=== DESCRIPTION OF THE TASK ===
Copy the stretch of the data from the line containing "In the photo above, where can the black" through the final line, keeping every line unchanged.

=== Pointing data ===
════════

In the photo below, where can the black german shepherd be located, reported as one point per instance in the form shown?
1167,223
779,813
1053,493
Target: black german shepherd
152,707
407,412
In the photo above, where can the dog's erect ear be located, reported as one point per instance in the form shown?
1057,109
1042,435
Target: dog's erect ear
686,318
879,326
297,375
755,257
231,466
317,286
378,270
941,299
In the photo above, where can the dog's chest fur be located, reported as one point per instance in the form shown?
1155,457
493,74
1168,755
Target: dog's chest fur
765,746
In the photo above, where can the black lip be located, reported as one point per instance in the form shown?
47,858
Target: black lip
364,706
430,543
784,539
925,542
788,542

════════

=== COMPLETED TASK ===
In the photo above, where can the black lip be located, reported as one point per instance in the form shown?
47,858
Target: black lip
364,706
430,543
784,539
925,542
788,542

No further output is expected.